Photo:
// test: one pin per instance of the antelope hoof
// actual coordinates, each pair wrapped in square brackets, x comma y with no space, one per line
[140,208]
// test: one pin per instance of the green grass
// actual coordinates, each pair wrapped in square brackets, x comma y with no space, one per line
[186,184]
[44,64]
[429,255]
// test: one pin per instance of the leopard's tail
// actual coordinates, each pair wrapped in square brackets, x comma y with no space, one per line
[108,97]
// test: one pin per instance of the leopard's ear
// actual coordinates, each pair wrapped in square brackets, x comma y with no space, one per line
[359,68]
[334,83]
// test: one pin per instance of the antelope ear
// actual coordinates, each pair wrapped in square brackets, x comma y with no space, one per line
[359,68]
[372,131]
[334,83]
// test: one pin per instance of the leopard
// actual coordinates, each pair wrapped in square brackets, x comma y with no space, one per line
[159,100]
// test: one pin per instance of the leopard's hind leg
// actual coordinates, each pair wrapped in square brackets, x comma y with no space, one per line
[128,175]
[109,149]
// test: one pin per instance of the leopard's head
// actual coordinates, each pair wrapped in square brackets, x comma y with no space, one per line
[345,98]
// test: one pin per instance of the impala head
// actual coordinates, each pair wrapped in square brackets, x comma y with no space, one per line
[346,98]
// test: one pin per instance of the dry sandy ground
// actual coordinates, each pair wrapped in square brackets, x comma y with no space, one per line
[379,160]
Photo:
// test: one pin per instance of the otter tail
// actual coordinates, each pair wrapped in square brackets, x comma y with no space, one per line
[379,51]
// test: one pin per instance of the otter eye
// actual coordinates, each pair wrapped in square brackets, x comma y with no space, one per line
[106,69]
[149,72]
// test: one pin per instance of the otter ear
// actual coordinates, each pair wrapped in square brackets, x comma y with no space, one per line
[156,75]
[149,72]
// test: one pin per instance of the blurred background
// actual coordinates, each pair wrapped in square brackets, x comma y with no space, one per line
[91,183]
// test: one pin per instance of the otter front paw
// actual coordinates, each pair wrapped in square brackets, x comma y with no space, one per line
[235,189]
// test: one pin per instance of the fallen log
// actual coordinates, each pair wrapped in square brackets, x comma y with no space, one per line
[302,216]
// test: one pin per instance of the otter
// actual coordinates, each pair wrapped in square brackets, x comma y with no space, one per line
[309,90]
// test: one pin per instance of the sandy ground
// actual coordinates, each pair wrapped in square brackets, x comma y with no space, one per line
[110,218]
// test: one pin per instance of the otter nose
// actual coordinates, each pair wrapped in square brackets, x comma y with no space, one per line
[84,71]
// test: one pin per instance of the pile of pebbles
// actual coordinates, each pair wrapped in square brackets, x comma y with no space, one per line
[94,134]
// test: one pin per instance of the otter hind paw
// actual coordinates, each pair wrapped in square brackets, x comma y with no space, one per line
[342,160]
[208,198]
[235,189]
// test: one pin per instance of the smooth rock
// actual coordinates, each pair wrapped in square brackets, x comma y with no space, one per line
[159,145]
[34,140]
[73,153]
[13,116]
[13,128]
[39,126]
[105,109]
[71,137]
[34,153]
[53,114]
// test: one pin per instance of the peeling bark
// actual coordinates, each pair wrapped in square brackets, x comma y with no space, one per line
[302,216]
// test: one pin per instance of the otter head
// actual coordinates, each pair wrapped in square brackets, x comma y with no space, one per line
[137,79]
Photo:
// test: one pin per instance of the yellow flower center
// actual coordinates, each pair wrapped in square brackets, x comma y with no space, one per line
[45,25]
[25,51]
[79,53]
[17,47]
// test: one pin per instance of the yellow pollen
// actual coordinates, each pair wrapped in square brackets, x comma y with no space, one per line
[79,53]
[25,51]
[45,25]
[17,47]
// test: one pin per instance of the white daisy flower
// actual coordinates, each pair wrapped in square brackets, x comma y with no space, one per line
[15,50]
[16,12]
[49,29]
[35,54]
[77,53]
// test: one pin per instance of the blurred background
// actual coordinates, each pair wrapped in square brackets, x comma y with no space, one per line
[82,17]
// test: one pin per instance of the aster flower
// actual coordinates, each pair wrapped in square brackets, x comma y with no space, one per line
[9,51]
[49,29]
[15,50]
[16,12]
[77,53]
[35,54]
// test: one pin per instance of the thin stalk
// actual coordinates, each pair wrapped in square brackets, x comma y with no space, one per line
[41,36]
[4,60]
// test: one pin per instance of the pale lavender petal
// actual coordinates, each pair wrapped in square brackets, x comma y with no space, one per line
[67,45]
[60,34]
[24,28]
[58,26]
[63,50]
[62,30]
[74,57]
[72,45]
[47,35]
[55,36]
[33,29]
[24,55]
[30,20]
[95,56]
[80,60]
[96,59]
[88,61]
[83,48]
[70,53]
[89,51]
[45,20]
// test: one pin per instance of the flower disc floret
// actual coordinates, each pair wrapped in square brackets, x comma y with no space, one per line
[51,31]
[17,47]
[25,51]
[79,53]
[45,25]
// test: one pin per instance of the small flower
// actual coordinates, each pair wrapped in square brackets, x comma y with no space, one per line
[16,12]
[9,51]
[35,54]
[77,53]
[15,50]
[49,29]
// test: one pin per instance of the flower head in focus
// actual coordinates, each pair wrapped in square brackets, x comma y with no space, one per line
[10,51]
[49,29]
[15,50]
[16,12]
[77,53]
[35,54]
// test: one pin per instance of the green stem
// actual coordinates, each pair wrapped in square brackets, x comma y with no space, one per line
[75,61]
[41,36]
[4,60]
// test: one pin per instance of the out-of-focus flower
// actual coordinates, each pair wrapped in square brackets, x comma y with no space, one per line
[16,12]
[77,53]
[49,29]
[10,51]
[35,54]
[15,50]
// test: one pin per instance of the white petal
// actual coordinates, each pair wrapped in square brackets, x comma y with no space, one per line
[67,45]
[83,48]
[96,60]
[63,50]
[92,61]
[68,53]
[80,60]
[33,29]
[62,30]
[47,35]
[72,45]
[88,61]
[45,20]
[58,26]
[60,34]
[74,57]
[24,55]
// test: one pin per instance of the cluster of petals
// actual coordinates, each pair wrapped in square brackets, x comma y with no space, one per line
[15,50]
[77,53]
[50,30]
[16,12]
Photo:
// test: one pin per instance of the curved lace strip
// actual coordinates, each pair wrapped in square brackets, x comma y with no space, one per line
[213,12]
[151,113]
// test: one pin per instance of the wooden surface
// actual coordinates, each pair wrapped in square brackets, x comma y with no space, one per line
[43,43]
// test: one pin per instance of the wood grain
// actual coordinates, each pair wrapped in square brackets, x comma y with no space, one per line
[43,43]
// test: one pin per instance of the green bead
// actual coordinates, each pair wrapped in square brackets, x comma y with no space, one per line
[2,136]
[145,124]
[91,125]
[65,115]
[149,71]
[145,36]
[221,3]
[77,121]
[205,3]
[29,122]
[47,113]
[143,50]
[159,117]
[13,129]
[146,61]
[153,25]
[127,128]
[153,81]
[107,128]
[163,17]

DIRECTION: Extract every record. Keep wording exact.

WORKED ANSWER:
Photo:
// test: one pin per instance of the antelope hoof
// actual coordinates, each pair wrapped in square brackets, x comma y with no space, one per line
[140,208]
// test: one pin per instance of the green grass
// actual coordinates, each pair wrapped in square brackets, x comma y with no space, one per line
[186,184]
[44,64]
[429,255]
// test: one pin per instance of the leopard's tail
// actual coordinates, each pair wrapped in square brackets, x comma y with no space, one per line
[108,97]
// test: one pin per instance of the leopard's ear
// actual coordinates, each pair wrapped in square brackets, x comma y with no space, one per line
[359,68]
[334,83]
// test: one pin per instance of the antelope ear
// actual coordinates, each pair wrapped in square brackets, x comma y with no space, one per line
[359,68]
[372,131]
[334,83]
// test: one pin per instance of the leopard
// actual coordinates, each pair wrapped in square brackets, x comma y with no space, one per line
[159,100]
// test: one pin per instance of the leopard's hind leg
// actual coordinates, each pair wrapped in square brackets, x comma y with no space, one per line
[128,175]
[109,149]
// test: one pin per instance of the leopard's head
// actual coordinates, each pair wrapped in square brackets, x comma y with no space, one per line
[345,98]
// test: one pin per instance of the impala head
// actual coordinates, each pair wrapped in square brackets, x comma y with no space, one per line
[346,98]
// test: one pin per instance of the dry sandy ground
// actual coordinates, each pair wrapped in square brackets, x comma y with no space, one per line
[379,160]
Photo:
// test: one pin per instance of the otter tail
// actual coordinates, each pair wrapped in square brackets, x comma y with no space, one per line
[379,51]
// test: one pin per instance of the otter eye
// actual coordinates, each pair wrapped in square brackets, x comma y with no space, one per line
[106,69]
[149,72]
// test: one pin per instance of the otter ear
// actual coordinates, each pair wrapped in square brackets, x comma y with no space, one per line
[156,75]
[149,72]
// test: one pin per instance of the blurred background
// actual coordinates, each pair wrapped in square brackets, x comma y with no space, one per line
[91,183]
// test: one pin per instance of the otter front paw
// actual coordinates, each pair wrapped in square brackets, x comma y with no space, one per line
[235,189]
// test: one pin per instance of the fallen log
// actual coordinates, each pair wrapped in square brackets, x comma y with no space, one per line
[302,216]
// test: one pin per instance of the otter
// actual coordinates, each pair wrapped in square brackets, x comma y with no space, one per line
[309,90]
// test: one pin per instance of the sandy ground
// actual coordinates, each pair wrapped in square brackets, x comma y with no space, one per line
[110,218]
// test: one pin per instance of the otter nose
// actual coordinates, each pair wrapped in square brackets, x comma y with no space, one per line
[84,71]
// test: one pin per instance of the pile of pebbles
// actual coordinates, each pair wrapped in square brackets, x comma y with no space, one per line
[94,134]
// test: one pin per instance of the otter hind paw
// actual coordinates, each pair wrapped in square brackets, x comma y with no space, one per line
[342,160]
[208,198]
[235,189]
// test: one pin per instance of the smooth rock
// actual coordinates, each pair wrapped in square brackets, x comma y with no space, one per line
[159,145]
[34,140]
[73,153]
[13,116]
[13,128]
[39,126]
[105,109]
[71,137]
[34,153]
[53,114]
// test: one pin per instance of the peeling bark
// actual coordinates, each pair wrapped in square brackets, x comma y with no space, one per line
[302,216]
// test: one pin per instance of the otter head
// actual coordinates, each pair wrapped in square brackets, x comma y with no space, one per line
[137,79]
Photo:
// test: one pin per instance of the yellow flower center
// actual coordinates, each pair wrapped in square brackets, x comma y with no space, one per line
[45,25]
[25,51]
[79,53]
[17,47]
// test: one pin per instance of the yellow pollen
// actual coordinates, each pair wrapped in square brackets, x comma y with no space, one per line
[79,53]
[25,51]
[45,25]
[17,47]
// test: one pin per instance of the white daisy flower
// actual coordinates, each pair wrapped in square brackets, x comma y with no space, one per line
[15,50]
[16,12]
[49,29]
[35,54]
[77,53]
// test: one pin per instance of the blurred background
// actual coordinates, each pair wrapped in square brackets, x comma y with no space, one per line
[82,17]
// test: one pin per instance of the aster flower
// actual coordinates, each pair wrapped in square brackets, x comma y with no space, one per line
[9,51]
[49,29]
[15,50]
[16,12]
[77,53]
[35,54]
// test: one pin per instance of the thin stalk
// actual coordinates, each pair wrapped in square brackets, x comma y with no space, one per line
[41,36]
[4,60]
// test: one pin per instance of the pale lavender petal
// actual coordinates, each pair wrapped in square brackets, x comma y with no space, one per line
[67,45]
[60,34]
[24,28]
[58,26]
[63,50]
[62,30]
[74,57]
[72,45]
[47,35]
[55,36]
[33,29]
[24,55]
[30,20]
[95,56]
[80,60]
[96,59]
[88,61]
[83,48]
[70,53]
[89,51]
[45,20]
// test: one pin per instance of the flower disc floret
// actual coordinates, each pair wrapped in square brackets, x comma y with no space, one per line
[51,31]
[17,47]
[25,51]
[79,53]
[45,25]
// test: one pin per instance of the small flower
// actual coordinates, each pair wrapped in square brackets, x comma y with no space, one per line
[16,12]
[9,51]
[35,54]
[77,53]
[15,50]
[49,29]
// test: one pin per instance of the flower head in focus
// actual coordinates, each pair wrapped in square brackets, x comma y with no space, one per line
[10,51]
[49,29]
[15,50]
[16,12]
[77,53]
[35,54]
// test: one pin per instance of the green stem
// actual coordinates, each pair wrapped in square brackets, x comma y with no space, one per line
[75,61]
[41,36]
[4,60]
// test: one pin per instance of the out-of-focus flower
// actual coordinates, each pair wrapped in square brackets, x comma y with no space, one per line
[16,12]
[77,53]
[49,29]
[10,51]
[35,54]
[15,50]
// test: one pin per instance of the white petal
// actual coordinates, each pair wrapped in square brackets, x comma y with no space, one per line
[67,45]
[83,48]
[96,60]
[63,50]
[92,61]
[68,53]
[80,60]
[33,29]
[62,30]
[47,35]
[72,45]
[88,61]
[45,20]
[58,26]
[60,34]
[74,57]
[24,55]
// test: one pin per instance of the cluster of petals
// actual coordinates, each pair wrapped in square brackets, x comma y with no space, one per line
[15,50]
[77,53]
[50,30]
[16,12]
Photo:
// test: one pin per instance of the curved lace strip
// actual coordinates, each pair wrapped in square brackets, x comma y with no space, one per line
[213,12]
[151,113]
// test: one pin per instance of the wooden surface
// actual coordinates, each pair wrapped in square brackets, x comma y with no space, one per line
[43,43]
// test: one pin per instance of the wood grain
// actual coordinates, each pair wrapped in square brackets, x comma y with no space, one per line
[43,43]
// test: one pin per instance of the green bead
// actual coordinates, each pair wrapped in square brackets, x comma y with no space, one per line
[2,136]
[145,124]
[91,125]
[65,115]
[149,71]
[145,36]
[221,3]
[77,121]
[205,3]
[29,122]
[47,113]
[143,50]
[159,117]
[13,129]
[146,61]
[153,25]
[127,128]
[153,81]
[107,128]
[163,17]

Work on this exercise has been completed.